** begin **

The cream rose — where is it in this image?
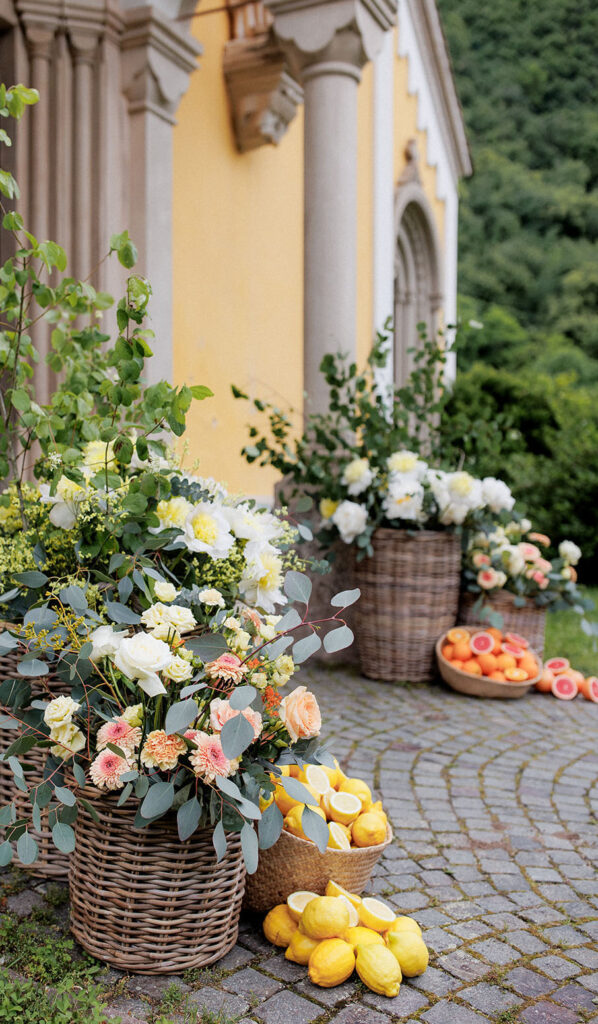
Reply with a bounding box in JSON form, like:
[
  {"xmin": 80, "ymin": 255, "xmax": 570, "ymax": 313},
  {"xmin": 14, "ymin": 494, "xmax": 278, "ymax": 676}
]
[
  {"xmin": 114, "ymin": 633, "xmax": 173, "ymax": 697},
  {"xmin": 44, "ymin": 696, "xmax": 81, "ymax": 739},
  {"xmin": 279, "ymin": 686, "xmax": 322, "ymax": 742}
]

** end **

What is asked: Print all of the lines above word for word, leaving out the picture.

Answer for the task:
The cream rose — where is it in this image?
Reply with a bounding box in JSON form, like:
[
  {"xmin": 80, "ymin": 255, "xmax": 570, "ymax": 313},
  {"xmin": 14, "ymin": 494, "xmax": 278, "ymax": 676}
]
[
  {"xmin": 114, "ymin": 633, "xmax": 173, "ymax": 697},
  {"xmin": 44, "ymin": 696, "xmax": 81, "ymax": 739},
  {"xmin": 279, "ymin": 686, "xmax": 322, "ymax": 742}
]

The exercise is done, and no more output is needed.